::: RECORDED INFORMATION :::

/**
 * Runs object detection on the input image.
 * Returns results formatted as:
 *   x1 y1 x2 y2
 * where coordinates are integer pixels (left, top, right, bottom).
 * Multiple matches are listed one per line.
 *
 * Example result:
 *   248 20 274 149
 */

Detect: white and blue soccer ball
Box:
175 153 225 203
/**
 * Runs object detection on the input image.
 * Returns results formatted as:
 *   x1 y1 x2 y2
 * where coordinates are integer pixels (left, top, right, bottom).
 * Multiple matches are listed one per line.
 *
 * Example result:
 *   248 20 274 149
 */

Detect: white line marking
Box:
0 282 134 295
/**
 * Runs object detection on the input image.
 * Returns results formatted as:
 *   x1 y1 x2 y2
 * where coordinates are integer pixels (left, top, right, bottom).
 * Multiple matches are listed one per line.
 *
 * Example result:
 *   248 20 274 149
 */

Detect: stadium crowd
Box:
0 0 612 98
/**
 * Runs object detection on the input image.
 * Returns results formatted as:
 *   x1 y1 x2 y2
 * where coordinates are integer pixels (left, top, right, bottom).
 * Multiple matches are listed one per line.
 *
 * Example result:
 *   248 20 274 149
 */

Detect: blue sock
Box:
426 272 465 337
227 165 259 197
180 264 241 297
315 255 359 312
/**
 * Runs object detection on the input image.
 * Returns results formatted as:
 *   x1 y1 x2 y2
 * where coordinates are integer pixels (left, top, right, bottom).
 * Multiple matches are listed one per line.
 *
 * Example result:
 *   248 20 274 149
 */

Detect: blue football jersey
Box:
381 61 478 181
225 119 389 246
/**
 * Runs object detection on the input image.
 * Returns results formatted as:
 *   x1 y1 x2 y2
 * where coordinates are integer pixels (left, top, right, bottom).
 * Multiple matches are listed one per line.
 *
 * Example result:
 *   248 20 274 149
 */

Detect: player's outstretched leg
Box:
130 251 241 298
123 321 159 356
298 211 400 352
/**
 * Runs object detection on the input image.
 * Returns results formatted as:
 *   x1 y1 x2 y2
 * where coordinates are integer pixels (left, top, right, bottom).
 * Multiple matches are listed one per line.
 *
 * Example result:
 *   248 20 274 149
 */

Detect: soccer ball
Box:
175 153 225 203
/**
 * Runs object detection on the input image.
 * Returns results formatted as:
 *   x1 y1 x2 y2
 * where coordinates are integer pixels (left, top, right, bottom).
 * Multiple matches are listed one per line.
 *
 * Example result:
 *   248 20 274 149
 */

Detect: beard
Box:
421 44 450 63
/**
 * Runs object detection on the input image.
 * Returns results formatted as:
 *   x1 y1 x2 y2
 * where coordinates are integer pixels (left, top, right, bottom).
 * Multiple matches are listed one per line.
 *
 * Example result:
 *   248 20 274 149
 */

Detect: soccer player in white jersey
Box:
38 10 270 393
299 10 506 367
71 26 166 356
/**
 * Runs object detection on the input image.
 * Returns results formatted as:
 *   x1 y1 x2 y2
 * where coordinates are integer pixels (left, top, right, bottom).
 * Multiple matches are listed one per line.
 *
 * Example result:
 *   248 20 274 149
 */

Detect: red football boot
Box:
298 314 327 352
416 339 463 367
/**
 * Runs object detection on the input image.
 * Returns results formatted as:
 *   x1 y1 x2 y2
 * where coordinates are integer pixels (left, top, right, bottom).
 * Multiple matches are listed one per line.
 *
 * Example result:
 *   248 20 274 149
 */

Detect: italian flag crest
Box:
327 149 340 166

:::

STATED PROBLEM: Reproduce the entries above verbatim, all of them, from beginning to end.

PROBLEM SOLUTION:
/**
 * Runs object detection on the input image.
 * Returns results formatted as:
 *   x1 y1 x2 y2
 * where coordinates are integer pixels (left, top, right, bottom).
 * Multiple matches are listed one per line.
 *
 * Example result:
 *   248 20 274 149
 */

Detect: white and blue soccer ball
Box:
175 153 225 203
/**
 * Runs object detection on the input image.
 * Returns results formatted as:
 *   x1 y1 x2 y2
 * where coordinates are integer pixels (left, top, right, bottom).
 * Multiple matches are listed one per line.
 *
 * Example result:
 *   248 20 274 149
 */

Detect: white line marking
Box:
0 282 134 295
/**
 * Runs object detection on the input image.
 * Returns results formatted as:
 *   x1 y1 x2 y2
 * where coordinates are integer pixels (left, top, right, bottom).
 * Multiple matches are listed one per line.
 *
 * Example result:
 *   248 20 274 149
 */

Detect: stadium crowd
Box:
0 0 612 98
/**
 * Runs object detection on the input image.
 * Returns results formatted as:
 *   x1 y1 x2 y2
 * where coordinates are integer pixels (left, top, right, bottom).
 * Multiple matches are listed one per line.
 *
 * Example result:
 *   248 20 274 149
 */

Detect: blue sock
Box:
426 272 465 337
227 165 259 197
180 264 241 297
315 255 359 312
/**
 * Runs object detection on the input image.
 * Returns results formatted as:
 *   x1 y1 x2 y2
 * where coordinates are integer pixels (left, top, right, bottom).
 * Multiple matches are listed one per line.
 *
 * Example result:
 *   248 20 274 149
 */

Detect: blue football jersey
Box:
381 61 478 181
225 119 389 246
/**
 * Runs object detection on the input image.
 * Returns results formatted as:
 *   x1 y1 x2 y2
 * where coordinates are integer pixels (left, top, right, bottom).
 * Multiple matches are listed one per line.
 *
 * Example result:
 *   248 20 274 149
 */

Detect: player's outstretched leg
Box:
130 251 241 298
123 321 159 356
298 211 400 352
/**
 * Runs object detection on the input image.
 * Returns results formatted as:
 *   x1 y1 x2 y2
 * where coordinates are integer pixels (left, top, right, bottom).
 * Multiple matches are listed one per line.
 *
 * Example result:
 *   248 20 274 149
 */

Detect: soccer ball
Box:
175 153 225 203
/**
 * Runs object detection on the input image.
 * Returns results formatted as:
 *   x1 y1 x2 y2
 * where coordinates are integer pixels (left, top, right, bottom).
 * Multiple matches are listed one per line.
 *
 * Example result:
 *   248 20 274 149
 */

Detect: beard
Box:
421 44 450 63
/**
 * Runs object detection on the input image.
 * Returns results formatted as:
 *   x1 y1 x2 y2
 * where coordinates are integer pixels (left, top, right, bottom).
 * Multiple matches are listed one per line.
 *
 * Example result:
 *   248 20 274 149
 */

Detect: soccer player in white jersey
Box:
38 10 270 393
299 10 506 367
71 26 166 356
/**
 * Runs object detection on the input image.
 * Returns results formatted as:
 *   x1 y1 x2 y2
 * where coordinates are integer pixels (left, top, right, bottom).
 * Multiple matches are listed one per line.
 *
 * Example result:
 *   248 20 274 149
 */

Detect: red football boot
Box:
298 314 327 352
416 339 463 367
/**
 * Runs object detection on the input image.
 * Returns results formatted as:
 *   x1 y1 x2 y2
 * where coordinates are integer pixels (left, top, right, bottom).
 * Multiple matches are listed one per line.
 *
 * Example result:
 *   248 20 274 149
 */

Detect: italian flag crest
Box:
327 149 340 166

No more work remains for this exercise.